• OBJECTIVE:
Report each line of the records below that contains the string "wooden". Treat uppercase and lowercase letters as distinct.

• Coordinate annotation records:
—————
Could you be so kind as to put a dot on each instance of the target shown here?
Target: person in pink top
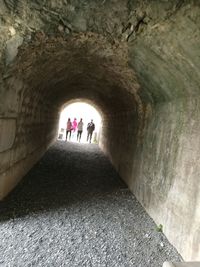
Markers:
(69, 129)
(74, 125)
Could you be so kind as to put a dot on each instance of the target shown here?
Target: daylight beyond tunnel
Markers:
(138, 64)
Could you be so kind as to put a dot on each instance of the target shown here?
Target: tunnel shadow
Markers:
(67, 174)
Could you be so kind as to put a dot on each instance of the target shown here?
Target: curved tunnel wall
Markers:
(138, 62)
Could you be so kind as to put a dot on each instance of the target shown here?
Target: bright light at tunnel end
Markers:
(79, 110)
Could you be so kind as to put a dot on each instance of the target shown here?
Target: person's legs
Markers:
(90, 138)
(80, 135)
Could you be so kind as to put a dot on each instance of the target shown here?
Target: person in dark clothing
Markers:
(90, 130)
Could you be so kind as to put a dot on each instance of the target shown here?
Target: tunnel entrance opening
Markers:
(80, 114)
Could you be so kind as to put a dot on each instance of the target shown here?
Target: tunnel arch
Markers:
(141, 60)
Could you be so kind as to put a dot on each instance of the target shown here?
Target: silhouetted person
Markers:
(80, 130)
(90, 129)
(74, 125)
(69, 129)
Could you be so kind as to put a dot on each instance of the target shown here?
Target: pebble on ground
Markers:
(72, 209)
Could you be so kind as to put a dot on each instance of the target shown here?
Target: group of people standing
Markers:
(72, 127)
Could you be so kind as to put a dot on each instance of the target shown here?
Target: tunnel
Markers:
(138, 63)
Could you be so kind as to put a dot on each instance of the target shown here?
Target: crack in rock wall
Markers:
(137, 62)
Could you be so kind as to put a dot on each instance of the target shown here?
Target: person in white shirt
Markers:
(80, 130)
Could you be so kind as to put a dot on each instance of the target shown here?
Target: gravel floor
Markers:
(72, 209)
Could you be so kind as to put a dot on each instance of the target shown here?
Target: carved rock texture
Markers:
(138, 63)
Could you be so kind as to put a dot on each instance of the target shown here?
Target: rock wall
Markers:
(138, 62)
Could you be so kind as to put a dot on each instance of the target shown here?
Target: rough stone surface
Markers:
(136, 61)
(72, 209)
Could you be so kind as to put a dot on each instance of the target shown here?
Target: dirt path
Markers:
(72, 209)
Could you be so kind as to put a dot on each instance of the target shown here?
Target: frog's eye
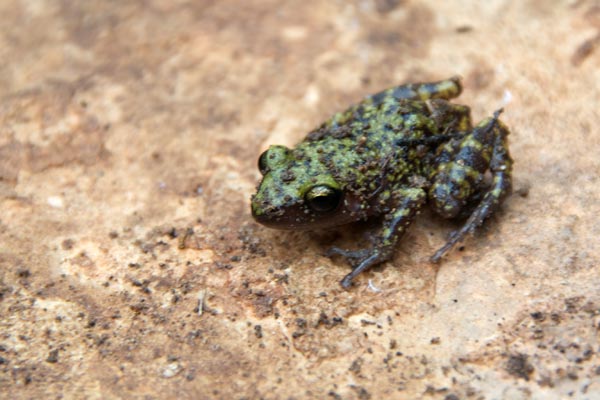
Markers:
(323, 198)
(262, 163)
(273, 157)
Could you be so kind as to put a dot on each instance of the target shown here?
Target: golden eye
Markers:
(262, 163)
(323, 198)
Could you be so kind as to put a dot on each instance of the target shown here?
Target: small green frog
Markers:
(386, 157)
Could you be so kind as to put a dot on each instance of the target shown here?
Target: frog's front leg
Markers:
(404, 205)
(459, 177)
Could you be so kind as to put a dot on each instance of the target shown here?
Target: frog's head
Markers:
(296, 192)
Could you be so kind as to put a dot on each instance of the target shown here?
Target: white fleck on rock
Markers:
(171, 370)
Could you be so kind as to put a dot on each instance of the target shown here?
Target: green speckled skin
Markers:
(387, 157)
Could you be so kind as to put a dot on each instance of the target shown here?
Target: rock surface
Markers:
(131, 268)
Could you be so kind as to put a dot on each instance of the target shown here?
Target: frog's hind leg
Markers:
(459, 177)
(446, 90)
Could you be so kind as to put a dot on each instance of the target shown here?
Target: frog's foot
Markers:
(361, 260)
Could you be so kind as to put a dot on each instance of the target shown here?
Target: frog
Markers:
(386, 158)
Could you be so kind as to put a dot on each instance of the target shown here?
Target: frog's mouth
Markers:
(300, 217)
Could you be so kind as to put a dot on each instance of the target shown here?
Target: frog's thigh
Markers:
(457, 180)
(407, 202)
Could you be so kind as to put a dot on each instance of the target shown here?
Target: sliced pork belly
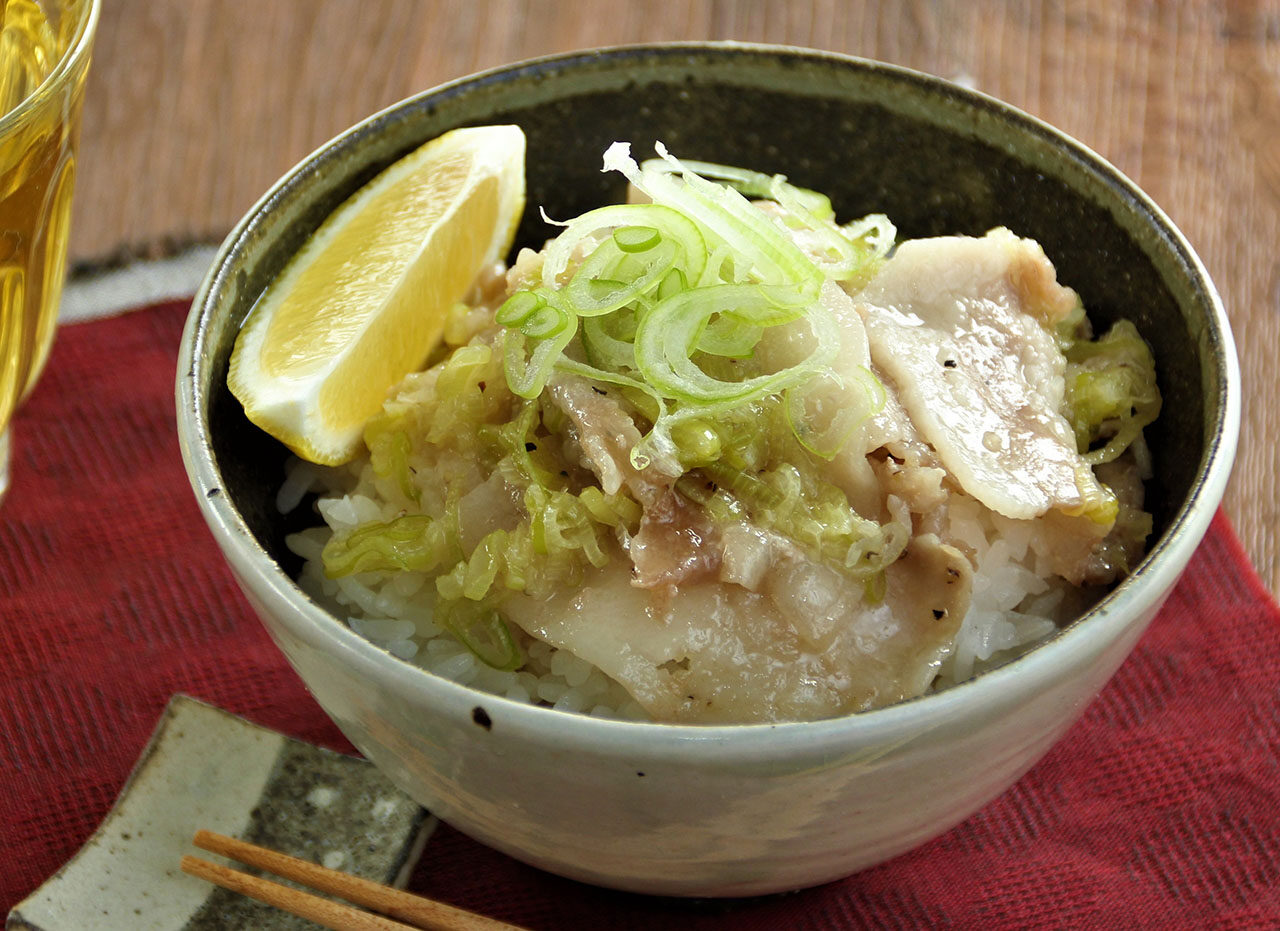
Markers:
(960, 328)
(804, 646)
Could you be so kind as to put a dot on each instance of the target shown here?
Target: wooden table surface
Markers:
(197, 105)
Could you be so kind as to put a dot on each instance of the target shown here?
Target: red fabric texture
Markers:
(1161, 808)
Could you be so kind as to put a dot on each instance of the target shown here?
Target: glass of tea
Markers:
(45, 49)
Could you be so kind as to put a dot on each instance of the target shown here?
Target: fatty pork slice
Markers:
(804, 646)
(961, 329)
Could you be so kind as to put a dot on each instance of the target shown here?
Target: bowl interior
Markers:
(936, 158)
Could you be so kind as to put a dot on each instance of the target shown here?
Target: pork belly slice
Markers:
(961, 328)
(807, 646)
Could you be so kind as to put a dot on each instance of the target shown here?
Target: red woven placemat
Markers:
(1161, 808)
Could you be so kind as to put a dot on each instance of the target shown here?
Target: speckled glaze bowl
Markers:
(746, 809)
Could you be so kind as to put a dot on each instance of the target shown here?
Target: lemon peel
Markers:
(366, 297)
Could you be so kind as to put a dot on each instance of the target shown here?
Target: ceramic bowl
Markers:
(730, 809)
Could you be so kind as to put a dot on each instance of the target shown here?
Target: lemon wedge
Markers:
(364, 301)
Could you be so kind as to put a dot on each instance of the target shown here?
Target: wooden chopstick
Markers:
(420, 912)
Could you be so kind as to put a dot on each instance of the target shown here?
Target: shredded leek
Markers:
(1111, 393)
(654, 293)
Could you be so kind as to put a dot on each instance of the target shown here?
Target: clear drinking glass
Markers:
(45, 49)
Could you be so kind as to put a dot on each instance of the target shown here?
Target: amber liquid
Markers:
(37, 173)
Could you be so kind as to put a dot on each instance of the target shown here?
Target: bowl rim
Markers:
(1139, 593)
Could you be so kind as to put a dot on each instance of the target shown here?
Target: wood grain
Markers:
(196, 108)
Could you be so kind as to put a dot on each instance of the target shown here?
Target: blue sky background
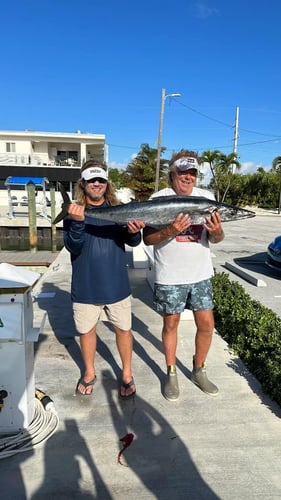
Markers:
(99, 66)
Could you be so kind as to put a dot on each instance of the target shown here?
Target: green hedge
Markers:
(252, 330)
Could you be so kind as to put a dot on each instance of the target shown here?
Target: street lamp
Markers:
(159, 142)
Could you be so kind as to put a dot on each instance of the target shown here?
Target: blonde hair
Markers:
(110, 195)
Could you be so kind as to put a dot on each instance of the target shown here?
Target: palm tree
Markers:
(212, 157)
(140, 173)
(276, 168)
(225, 168)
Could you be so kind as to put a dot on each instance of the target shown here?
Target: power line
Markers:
(223, 123)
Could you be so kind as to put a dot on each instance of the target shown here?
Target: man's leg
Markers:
(169, 341)
(169, 337)
(205, 326)
(88, 342)
(124, 342)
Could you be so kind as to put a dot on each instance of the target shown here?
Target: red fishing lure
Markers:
(127, 440)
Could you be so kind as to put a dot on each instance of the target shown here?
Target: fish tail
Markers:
(65, 205)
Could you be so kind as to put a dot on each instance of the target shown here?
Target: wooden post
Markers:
(32, 216)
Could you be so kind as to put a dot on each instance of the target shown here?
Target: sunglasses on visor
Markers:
(97, 179)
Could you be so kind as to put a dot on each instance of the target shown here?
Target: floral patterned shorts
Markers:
(173, 299)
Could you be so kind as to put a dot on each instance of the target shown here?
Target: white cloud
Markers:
(250, 167)
(202, 11)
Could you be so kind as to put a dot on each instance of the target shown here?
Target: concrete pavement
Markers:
(199, 447)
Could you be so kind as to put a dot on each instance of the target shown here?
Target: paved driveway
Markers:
(245, 246)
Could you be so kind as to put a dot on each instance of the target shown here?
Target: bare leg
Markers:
(124, 341)
(169, 337)
(205, 326)
(88, 343)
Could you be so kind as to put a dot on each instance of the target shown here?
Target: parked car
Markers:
(14, 201)
(273, 258)
(24, 201)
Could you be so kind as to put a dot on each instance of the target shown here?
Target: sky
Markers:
(99, 66)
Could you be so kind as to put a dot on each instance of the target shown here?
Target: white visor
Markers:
(186, 163)
(92, 172)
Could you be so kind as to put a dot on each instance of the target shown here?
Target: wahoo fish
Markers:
(161, 211)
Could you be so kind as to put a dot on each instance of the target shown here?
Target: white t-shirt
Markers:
(186, 258)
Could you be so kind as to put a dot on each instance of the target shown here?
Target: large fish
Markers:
(161, 211)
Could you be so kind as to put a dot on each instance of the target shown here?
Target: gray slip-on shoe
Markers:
(199, 378)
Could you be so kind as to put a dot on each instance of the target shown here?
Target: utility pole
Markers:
(235, 139)
(159, 142)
—————
• SOLUTION TO THIS TASK:
Target: wooden table surface
Target: wooden chopstick
Target: wooden post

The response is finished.